**REQUIREMENTS**
Copy the lines below verbatim, but only from the line containing "the concrete column" through the end of the data.

**Stored data entries**
○ ○ ○ ○ ○ ○ ○

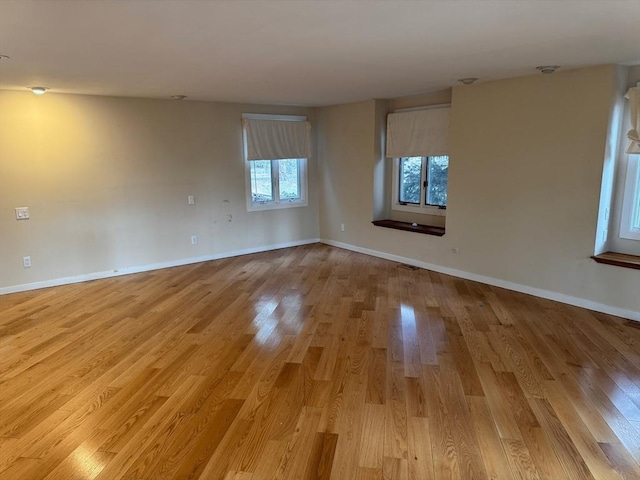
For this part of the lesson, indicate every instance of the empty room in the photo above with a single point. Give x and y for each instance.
(307, 239)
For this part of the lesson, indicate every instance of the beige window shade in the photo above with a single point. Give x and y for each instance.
(276, 139)
(633, 95)
(421, 133)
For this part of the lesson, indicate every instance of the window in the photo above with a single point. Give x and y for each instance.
(276, 152)
(630, 218)
(277, 182)
(420, 184)
(418, 142)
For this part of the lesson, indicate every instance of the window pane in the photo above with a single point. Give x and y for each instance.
(410, 173)
(437, 174)
(261, 185)
(289, 180)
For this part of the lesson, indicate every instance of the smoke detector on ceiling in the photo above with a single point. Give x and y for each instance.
(548, 69)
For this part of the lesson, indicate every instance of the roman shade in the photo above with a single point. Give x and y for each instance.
(418, 133)
(633, 95)
(276, 139)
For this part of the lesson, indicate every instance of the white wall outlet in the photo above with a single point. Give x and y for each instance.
(22, 213)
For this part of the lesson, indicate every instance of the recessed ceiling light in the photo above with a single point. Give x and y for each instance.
(547, 69)
(38, 90)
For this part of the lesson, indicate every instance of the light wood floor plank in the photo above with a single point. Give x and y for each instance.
(312, 362)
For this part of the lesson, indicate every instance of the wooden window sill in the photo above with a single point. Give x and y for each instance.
(409, 227)
(618, 259)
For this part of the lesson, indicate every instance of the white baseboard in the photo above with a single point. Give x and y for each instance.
(558, 297)
(146, 268)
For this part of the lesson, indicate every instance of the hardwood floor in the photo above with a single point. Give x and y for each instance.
(312, 363)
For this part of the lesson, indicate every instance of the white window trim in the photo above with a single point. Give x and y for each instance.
(631, 192)
(275, 204)
(421, 208)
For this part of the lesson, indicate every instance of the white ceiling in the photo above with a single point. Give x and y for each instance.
(301, 52)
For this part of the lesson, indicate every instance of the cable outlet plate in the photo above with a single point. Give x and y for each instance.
(22, 213)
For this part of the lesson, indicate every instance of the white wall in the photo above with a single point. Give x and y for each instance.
(107, 179)
(524, 182)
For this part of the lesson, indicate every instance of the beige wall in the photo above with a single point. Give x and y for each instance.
(107, 179)
(524, 184)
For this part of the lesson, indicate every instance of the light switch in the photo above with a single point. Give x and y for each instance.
(22, 213)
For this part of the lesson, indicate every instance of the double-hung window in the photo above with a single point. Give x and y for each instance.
(276, 152)
(421, 182)
(417, 140)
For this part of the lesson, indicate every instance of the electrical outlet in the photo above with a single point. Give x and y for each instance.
(22, 213)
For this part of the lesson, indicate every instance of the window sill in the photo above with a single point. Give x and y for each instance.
(409, 227)
(420, 210)
(618, 259)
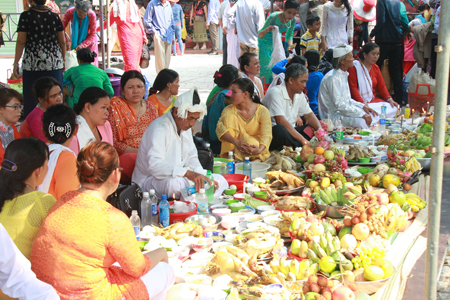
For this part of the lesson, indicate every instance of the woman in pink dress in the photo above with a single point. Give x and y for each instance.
(125, 14)
(84, 27)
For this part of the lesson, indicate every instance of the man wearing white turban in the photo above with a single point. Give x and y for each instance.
(167, 158)
(335, 100)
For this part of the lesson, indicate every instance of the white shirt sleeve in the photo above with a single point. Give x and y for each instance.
(16, 278)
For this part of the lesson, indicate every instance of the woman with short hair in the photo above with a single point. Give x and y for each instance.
(59, 126)
(47, 91)
(84, 27)
(11, 105)
(245, 127)
(86, 248)
(92, 118)
(86, 75)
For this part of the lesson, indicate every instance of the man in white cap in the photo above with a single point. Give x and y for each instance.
(335, 100)
(167, 158)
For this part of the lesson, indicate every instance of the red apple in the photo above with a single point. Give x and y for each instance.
(343, 293)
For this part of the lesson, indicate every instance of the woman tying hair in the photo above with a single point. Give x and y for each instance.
(84, 27)
(47, 91)
(245, 126)
(365, 76)
(129, 116)
(223, 78)
(11, 105)
(81, 262)
(60, 126)
(86, 75)
(250, 68)
(164, 89)
(92, 119)
(22, 207)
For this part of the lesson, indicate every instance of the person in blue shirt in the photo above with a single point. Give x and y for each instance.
(314, 79)
(178, 21)
(158, 20)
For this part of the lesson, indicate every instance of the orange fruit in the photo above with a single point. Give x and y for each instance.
(319, 150)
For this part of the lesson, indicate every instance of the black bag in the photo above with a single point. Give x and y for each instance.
(205, 154)
(127, 198)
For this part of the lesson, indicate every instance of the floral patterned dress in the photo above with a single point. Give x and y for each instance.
(266, 43)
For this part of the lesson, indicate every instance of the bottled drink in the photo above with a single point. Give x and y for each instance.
(247, 168)
(202, 202)
(339, 134)
(146, 210)
(230, 163)
(136, 222)
(407, 112)
(382, 127)
(210, 189)
(154, 202)
(164, 211)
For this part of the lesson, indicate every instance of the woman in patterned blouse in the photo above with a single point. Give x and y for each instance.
(41, 34)
(129, 116)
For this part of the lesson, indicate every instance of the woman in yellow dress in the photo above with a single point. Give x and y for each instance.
(245, 126)
(22, 207)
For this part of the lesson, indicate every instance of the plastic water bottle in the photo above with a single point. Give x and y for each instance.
(339, 134)
(382, 127)
(230, 163)
(164, 211)
(202, 202)
(136, 222)
(146, 209)
(154, 202)
(210, 189)
(247, 168)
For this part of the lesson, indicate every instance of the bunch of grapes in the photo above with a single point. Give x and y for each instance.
(367, 256)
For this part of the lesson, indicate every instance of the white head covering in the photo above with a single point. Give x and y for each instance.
(184, 105)
(341, 50)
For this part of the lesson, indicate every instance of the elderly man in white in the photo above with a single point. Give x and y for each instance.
(335, 100)
(167, 158)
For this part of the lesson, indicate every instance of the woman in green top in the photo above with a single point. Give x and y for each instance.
(286, 23)
(86, 75)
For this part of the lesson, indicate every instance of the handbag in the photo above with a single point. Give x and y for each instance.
(127, 198)
(145, 57)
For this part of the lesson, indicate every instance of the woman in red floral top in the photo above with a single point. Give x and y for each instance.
(130, 116)
(84, 27)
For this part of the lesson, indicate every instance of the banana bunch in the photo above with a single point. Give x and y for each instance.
(415, 202)
(325, 247)
(395, 219)
(284, 163)
(294, 270)
(412, 164)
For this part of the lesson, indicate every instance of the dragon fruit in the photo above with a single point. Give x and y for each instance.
(319, 159)
(324, 125)
(324, 144)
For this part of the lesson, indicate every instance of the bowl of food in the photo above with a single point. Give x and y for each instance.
(203, 245)
(223, 212)
(207, 221)
(215, 236)
(264, 208)
(237, 206)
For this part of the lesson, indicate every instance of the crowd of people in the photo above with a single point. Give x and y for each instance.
(74, 147)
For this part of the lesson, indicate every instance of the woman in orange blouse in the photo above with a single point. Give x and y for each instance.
(164, 89)
(59, 127)
(129, 116)
(83, 237)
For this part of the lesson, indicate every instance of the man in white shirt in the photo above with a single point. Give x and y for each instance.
(247, 17)
(213, 24)
(16, 278)
(167, 159)
(335, 100)
(287, 104)
(220, 16)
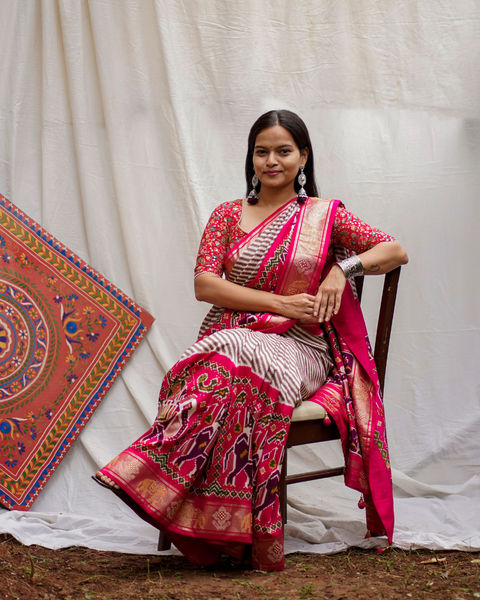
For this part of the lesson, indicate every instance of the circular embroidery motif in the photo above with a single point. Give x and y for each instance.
(24, 340)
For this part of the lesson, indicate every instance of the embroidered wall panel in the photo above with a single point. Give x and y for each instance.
(65, 334)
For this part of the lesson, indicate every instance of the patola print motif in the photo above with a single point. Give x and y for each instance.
(65, 334)
(208, 470)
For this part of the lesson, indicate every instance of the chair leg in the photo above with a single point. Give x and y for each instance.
(282, 489)
(163, 542)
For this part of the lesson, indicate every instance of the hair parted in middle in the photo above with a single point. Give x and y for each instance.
(298, 130)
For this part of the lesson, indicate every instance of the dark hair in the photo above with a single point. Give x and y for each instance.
(294, 124)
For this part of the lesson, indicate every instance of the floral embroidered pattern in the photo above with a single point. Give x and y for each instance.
(222, 232)
(65, 334)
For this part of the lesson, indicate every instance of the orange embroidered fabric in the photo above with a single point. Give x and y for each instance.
(222, 232)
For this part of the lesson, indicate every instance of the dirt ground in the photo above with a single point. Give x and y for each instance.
(28, 573)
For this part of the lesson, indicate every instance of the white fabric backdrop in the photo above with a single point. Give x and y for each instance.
(123, 123)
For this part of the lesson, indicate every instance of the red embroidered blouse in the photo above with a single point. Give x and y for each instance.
(222, 232)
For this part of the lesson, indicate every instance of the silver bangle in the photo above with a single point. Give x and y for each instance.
(351, 266)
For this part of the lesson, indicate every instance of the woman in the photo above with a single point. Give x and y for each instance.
(285, 326)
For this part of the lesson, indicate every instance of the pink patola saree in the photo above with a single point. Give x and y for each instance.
(208, 470)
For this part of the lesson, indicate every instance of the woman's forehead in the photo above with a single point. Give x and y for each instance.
(275, 136)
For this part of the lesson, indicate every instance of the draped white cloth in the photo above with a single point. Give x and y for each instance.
(123, 123)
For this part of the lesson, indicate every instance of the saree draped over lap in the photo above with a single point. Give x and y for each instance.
(208, 470)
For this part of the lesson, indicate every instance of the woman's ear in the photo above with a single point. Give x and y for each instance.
(304, 156)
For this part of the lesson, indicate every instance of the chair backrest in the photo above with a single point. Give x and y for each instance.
(385, 318)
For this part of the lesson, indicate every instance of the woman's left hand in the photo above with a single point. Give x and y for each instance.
(329, 296)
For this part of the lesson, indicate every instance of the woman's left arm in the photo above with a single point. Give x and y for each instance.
(378, 256)
(382, 258)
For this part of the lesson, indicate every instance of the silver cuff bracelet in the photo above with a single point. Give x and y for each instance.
(351, 266)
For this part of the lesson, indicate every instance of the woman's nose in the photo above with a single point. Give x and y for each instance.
(271, 158)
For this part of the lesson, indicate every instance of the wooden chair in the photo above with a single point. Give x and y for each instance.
(307, 425)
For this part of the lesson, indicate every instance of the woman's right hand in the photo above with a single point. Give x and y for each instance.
(298, 306)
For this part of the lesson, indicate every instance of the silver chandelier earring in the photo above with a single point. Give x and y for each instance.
(302, 180)
(252, 196)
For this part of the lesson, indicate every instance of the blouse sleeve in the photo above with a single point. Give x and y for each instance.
(214, 244)
(354, 234)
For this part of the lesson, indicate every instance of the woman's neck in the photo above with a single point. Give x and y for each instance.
(273, 198)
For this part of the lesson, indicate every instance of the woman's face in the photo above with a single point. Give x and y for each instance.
(277, 159)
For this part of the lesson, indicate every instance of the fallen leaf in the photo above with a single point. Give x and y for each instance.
(445, 574)
(433, 560)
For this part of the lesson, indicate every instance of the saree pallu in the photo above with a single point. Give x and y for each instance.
(207, 472)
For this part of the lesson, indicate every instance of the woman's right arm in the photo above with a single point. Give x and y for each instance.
(211, 287)
(215, 290)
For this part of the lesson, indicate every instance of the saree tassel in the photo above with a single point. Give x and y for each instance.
(302, 180)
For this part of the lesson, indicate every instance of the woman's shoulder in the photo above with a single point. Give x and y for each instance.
(229, 211)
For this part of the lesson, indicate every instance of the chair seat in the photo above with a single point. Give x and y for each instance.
(308, 411)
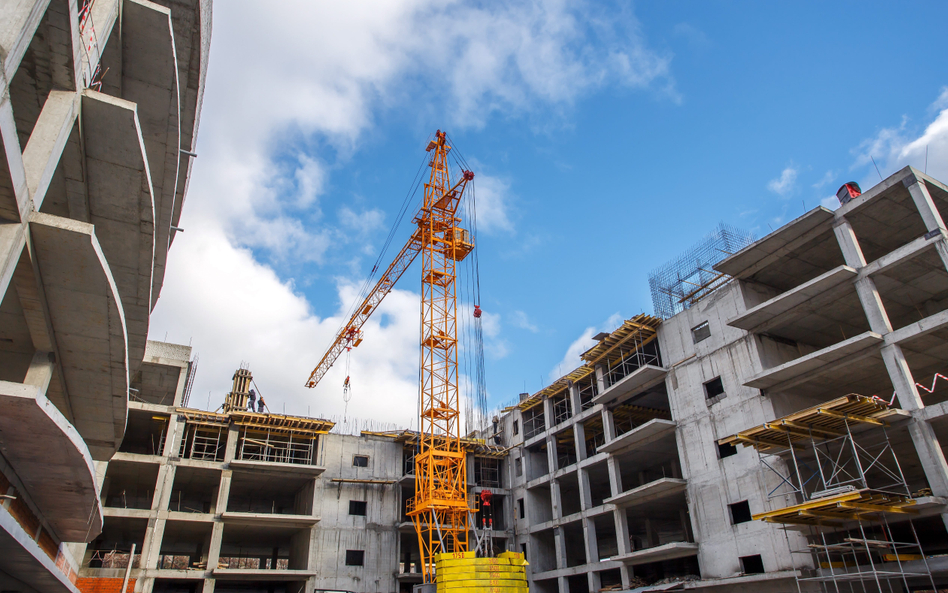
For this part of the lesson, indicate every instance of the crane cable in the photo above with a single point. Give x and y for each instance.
(474, 288)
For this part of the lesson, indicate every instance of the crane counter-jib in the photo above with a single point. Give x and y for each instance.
(439, 509)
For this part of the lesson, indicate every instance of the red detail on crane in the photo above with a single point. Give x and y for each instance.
(848, 191)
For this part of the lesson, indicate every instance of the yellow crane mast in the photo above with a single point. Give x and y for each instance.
(439, 508)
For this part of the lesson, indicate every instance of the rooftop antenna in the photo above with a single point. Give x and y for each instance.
(876, 166)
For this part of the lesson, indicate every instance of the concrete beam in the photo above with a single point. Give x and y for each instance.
(645, 434)
(655, 490)
(49, 456)
(814, 364)
(635, 382)
(761, 317)
(777, 244)
(122, 207)
(17, 28)
(45, 148)
(668, 551)
(89, 325)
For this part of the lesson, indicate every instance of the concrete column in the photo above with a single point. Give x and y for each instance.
(585, 491)
(556, 498)
(232, 435)
(600, 379)
(551, 453)
(223, 493)
(930, 453)
(615, 476)
(608, 425)
(865, 287)
(579, 437)
(622, 531)
(176, 430)
(574, 398)
(560, 545)
(591, 541)
(930, 215)
(594, 582)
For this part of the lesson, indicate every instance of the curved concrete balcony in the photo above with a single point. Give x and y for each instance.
(122, 207)
(50, 459)
(149, 76)
(22, 556)
(89, 326)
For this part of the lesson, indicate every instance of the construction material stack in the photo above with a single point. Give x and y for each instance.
(464, 572)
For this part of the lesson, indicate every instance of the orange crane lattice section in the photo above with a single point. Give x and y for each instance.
(439, 509)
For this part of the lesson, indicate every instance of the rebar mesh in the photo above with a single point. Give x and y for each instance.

○ ○ ○ ○ ○ ○ ○

**EXERCISE ANSWER**
For this part of the lesson, indicate every instance of the concrete column in the photo above with a single point. Give x and y for each instance.
(585, 491)
(556, 498)
(232, 435)
(600, 379)
(551, 453)
(223, 493)
(930, 453)
(615, 476)
(608, 425)
(865, 287)
(579, 437)
(622, 531)
(176, 430)
(574, 398)
(560, 545)
(591, 541)
(930, 215)
(594, 582)
For this part of the lesson, indicate every instance of the curved concrete balcony in the photo above with a single point. Give x and y for each instance.
(122, 207)
(50, 459)
(149, 76)
(22, 556)
(89, 326)
For this part of the lesson, indicate every instance of the construction material stack in the photo above with a single point. Give x and y for each instance.
(464, 572)
For this part of the lesson, indicate every instance of the orange crane lattice section in the photo above with a single point. Give x and y for each instance.
(439, 509)
For this part of the lesson, indicate every instance of the rebar mesh in the photo above with a single point. Give x and y for each instance.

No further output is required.